Provided information:
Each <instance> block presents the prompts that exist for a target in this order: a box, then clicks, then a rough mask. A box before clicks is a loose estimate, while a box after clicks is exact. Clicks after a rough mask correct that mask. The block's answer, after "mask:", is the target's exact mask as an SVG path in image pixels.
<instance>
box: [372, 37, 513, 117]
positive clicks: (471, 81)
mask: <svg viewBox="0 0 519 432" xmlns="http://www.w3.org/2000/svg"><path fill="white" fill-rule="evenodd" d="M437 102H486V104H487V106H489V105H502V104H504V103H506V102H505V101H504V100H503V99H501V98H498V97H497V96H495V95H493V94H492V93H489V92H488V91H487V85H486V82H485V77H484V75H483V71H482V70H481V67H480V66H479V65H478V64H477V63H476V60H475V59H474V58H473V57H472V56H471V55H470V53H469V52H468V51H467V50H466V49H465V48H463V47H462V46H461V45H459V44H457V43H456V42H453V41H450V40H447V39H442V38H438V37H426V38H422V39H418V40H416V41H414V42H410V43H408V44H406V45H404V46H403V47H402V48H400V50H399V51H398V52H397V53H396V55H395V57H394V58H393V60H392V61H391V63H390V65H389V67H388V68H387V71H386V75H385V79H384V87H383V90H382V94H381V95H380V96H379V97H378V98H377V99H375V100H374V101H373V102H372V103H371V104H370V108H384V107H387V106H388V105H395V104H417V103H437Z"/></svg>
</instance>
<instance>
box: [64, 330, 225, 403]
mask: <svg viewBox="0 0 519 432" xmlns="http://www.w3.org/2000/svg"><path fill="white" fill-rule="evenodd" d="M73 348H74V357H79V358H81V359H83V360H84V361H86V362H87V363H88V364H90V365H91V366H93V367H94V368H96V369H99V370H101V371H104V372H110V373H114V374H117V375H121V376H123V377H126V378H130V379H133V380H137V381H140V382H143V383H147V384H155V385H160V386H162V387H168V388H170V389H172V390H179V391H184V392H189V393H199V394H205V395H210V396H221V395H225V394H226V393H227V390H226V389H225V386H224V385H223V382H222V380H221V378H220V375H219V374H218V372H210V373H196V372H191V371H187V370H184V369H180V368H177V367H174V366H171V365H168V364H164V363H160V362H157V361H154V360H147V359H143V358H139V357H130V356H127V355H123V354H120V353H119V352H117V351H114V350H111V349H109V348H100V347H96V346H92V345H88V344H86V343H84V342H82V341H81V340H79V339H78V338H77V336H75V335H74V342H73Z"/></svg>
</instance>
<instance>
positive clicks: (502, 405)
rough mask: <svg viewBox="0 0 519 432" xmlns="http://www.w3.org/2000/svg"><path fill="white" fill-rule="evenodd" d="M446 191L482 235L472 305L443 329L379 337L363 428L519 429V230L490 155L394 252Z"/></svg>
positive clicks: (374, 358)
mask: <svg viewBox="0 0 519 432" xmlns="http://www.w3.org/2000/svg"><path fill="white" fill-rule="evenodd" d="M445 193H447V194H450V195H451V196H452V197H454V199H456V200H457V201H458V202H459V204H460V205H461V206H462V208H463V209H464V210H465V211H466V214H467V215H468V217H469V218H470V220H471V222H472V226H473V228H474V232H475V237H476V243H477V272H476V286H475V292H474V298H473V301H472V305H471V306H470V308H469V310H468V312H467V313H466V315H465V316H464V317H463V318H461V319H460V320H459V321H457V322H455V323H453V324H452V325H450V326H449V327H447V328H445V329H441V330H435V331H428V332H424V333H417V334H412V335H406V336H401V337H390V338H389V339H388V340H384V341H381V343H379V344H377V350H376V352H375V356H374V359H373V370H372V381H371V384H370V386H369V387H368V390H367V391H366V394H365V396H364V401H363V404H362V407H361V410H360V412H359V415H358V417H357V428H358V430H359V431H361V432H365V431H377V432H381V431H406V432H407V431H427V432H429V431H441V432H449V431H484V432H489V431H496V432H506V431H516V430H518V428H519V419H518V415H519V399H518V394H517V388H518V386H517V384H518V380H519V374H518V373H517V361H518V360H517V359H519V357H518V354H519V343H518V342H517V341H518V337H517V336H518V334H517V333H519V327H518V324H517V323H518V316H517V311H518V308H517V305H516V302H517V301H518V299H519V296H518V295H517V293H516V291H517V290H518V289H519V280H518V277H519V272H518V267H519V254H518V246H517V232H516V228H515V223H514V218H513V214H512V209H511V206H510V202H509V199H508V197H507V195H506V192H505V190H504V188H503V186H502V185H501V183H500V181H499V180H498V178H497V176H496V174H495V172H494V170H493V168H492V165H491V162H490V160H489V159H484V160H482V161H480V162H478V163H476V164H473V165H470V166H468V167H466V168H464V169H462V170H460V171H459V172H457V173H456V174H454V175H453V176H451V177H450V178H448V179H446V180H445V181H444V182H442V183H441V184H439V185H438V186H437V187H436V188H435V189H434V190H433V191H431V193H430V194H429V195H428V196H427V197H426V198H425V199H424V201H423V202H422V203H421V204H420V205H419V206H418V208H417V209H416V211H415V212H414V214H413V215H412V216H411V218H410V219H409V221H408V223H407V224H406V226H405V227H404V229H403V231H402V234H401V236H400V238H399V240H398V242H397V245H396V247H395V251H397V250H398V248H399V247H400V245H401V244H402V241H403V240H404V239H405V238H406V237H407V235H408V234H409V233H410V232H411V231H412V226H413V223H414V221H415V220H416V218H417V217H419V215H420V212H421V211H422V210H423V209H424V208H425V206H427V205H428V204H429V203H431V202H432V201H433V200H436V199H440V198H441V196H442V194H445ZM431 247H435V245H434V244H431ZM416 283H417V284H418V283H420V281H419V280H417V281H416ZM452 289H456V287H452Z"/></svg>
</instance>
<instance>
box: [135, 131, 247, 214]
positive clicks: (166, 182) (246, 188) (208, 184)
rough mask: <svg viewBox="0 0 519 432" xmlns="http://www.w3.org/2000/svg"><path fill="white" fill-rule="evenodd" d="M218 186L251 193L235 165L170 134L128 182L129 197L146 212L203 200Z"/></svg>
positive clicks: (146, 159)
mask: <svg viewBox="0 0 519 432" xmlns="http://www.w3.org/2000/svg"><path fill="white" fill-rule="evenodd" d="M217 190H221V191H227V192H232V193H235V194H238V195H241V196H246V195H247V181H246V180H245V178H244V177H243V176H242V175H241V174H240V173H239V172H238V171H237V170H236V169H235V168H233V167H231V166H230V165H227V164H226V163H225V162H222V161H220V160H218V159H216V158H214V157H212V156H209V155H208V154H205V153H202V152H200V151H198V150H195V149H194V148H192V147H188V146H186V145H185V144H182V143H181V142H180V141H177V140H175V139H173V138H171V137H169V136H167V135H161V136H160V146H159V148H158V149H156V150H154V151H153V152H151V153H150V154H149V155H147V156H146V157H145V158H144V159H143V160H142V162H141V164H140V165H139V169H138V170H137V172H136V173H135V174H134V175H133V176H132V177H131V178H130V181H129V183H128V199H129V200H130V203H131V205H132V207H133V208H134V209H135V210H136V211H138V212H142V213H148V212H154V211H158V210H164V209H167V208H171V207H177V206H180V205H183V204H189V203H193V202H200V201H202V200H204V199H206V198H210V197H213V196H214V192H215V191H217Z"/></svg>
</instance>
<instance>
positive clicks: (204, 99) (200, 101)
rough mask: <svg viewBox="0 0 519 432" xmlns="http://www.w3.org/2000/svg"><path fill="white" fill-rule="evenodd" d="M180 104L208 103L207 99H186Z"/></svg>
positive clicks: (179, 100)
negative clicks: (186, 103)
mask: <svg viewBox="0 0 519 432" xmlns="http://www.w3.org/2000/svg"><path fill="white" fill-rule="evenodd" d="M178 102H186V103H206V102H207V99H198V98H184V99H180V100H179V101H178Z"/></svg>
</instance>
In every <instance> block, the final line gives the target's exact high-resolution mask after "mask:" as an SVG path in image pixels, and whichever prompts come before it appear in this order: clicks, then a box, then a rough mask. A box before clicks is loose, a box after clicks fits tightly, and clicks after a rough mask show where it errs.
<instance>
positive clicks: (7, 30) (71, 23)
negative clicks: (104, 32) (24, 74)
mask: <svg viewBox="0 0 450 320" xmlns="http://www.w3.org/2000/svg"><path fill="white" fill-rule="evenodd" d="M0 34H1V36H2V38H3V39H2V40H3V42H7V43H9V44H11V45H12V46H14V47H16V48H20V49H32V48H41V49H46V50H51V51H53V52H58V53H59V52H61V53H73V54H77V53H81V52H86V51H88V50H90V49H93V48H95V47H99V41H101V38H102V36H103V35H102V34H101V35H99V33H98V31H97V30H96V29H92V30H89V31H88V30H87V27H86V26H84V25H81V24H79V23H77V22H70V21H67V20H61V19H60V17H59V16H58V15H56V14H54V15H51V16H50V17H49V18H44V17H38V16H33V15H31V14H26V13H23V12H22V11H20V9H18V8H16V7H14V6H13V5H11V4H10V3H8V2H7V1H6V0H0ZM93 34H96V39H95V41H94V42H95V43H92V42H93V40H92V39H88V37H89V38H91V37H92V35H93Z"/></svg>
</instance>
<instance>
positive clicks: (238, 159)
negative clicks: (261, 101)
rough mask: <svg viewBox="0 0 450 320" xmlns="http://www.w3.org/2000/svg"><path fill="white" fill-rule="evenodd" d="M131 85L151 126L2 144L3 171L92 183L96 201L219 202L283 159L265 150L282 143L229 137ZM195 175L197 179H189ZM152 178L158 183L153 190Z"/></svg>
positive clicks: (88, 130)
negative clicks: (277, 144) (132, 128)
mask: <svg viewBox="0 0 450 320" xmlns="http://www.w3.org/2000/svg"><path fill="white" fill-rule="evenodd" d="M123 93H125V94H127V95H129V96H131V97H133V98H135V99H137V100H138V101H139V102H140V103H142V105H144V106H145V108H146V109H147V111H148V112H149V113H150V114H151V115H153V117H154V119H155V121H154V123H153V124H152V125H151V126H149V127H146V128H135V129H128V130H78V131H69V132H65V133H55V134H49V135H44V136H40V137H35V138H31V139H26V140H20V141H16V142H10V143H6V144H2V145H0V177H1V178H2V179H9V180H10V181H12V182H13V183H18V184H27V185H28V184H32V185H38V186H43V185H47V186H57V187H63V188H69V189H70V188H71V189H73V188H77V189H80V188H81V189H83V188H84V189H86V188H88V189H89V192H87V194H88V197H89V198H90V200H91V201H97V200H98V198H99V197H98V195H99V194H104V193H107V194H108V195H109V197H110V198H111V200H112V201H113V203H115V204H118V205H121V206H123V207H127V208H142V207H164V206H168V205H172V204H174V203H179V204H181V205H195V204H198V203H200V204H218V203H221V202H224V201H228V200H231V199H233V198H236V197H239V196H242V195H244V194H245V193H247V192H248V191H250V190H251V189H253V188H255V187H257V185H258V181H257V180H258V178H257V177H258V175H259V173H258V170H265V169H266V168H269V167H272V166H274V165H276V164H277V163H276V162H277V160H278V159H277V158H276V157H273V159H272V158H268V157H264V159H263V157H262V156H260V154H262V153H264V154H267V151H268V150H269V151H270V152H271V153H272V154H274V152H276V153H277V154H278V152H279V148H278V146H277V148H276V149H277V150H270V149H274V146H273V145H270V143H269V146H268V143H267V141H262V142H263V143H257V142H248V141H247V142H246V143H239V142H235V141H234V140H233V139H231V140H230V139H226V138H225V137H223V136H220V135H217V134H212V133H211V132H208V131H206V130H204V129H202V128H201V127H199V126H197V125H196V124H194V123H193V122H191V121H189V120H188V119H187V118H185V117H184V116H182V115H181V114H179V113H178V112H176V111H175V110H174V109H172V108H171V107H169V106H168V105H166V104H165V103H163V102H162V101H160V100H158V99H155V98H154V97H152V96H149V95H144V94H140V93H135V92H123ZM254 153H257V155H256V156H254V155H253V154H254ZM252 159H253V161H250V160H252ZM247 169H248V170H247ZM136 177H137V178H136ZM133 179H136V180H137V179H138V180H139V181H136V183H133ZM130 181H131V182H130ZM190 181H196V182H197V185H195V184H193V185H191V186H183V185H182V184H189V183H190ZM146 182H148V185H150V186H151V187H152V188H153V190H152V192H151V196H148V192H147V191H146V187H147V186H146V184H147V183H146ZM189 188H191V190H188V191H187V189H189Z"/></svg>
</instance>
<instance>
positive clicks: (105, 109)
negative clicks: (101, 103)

Your objective: Everything from the line with "In every <instance>" through the line with "positive clicks: (88, 130)" in the listing above must be retyped exactly, with nothing added.

Exercise response:
In every <instance> block, the final line gives the target's exact high-resolution mask after "mask:" as an SVG path in image pixels, and whichever prompts come before it appear in this order: clicks, then a box, then a rough mask. A box before clicks is loose, a box after clicks fits tightly, and clicks after a rough mask show where it errs.
<instance>
positive clicks: (7, 30) (71, 23)
negative clicks: (104, 32) (24, 74)
mask: <svg viewBox="0 0 450 320" xmlns="http://www.w3.org/2000/svg"><path fill="white" fill-rule="evenodd" d="M0 34H1V36H2V38H3V39H2V40H3V42H7V43H9V44H11V45H12V46H14V47H16V48H20V49H32V48H41V49H46V50H51V51H53V52H58V53H59V52H61V53H73V54H77V53H81V52H86V51H88V50H90V49H93V48H95V47H99V41H101V38H102V36H103V35H102V34H101V35H99V33H98V31H97V30H96V29H92V30H89V31H88V30H87V27H86V26H84V25H81V24H79V23H77V22H70V21H67V20H61V19H60V17H59V16H58V15H56V14H54V15H51V16H50V17H49V18H44V17H38V16H33V15H31V14H26V13H23V12H22V11H20V9H18V8H16V7H14V6H13V5H11V4H10V3H8V2H7V1H6V0H0ZM93 34H96V39H95V41H94V42H95V43H92V42H93V40H92V39H88V37H89V38H91V37H92V35H93Z"/></svg>
</instance>
<instance>
positive clicks: (238, 159)
negative clicks: (261, 101)
rough mask: <svg viewBox="0 0 450 320" xmlns="http://www.w3.org/2000/svg"><path fill="white" fill-rule="evenodd" d="M131 85L151 126L2 144L3 171L92 183L96 201L219 202L283 159L265 150L282 143L229 137ZM195 175L197 179H189ZM152 178L158 183L153 190Z"/></svg>
positive clicks: (88, 130)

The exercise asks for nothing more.